▶ **Exercise details**:
Locate every line in the listing below that contains the string "cirrus" and copy each one. Matching is case-sensitive.

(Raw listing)
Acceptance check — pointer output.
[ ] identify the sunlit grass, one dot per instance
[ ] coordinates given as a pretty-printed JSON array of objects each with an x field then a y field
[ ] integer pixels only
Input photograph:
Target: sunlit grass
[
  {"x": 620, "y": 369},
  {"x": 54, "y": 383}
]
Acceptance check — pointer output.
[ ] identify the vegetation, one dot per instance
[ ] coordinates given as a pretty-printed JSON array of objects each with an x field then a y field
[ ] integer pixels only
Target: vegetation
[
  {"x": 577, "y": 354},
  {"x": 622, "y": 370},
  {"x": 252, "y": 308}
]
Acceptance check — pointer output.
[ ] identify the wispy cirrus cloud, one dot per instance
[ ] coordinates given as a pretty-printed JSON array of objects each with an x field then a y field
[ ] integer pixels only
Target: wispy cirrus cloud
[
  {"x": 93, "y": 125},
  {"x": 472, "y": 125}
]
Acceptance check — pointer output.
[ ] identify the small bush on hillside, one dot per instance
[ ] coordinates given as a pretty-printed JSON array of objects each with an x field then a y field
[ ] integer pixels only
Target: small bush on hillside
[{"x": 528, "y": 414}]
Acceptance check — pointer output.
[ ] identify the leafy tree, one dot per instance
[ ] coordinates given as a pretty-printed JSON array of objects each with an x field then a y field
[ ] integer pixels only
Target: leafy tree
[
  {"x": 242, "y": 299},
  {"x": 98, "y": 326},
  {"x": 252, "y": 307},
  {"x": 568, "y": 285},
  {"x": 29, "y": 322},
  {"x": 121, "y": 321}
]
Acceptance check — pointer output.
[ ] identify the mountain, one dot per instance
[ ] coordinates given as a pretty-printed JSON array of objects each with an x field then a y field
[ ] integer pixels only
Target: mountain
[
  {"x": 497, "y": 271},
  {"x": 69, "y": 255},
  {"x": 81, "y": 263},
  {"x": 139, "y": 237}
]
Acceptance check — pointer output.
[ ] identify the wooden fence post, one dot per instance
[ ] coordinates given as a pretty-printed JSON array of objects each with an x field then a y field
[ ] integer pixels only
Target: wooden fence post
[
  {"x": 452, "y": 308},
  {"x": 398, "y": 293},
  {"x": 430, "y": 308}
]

▶ **Final result**:
[ ] identify the wispy cirrus cloud, one dot per instance
Target: wispy cirrus cloud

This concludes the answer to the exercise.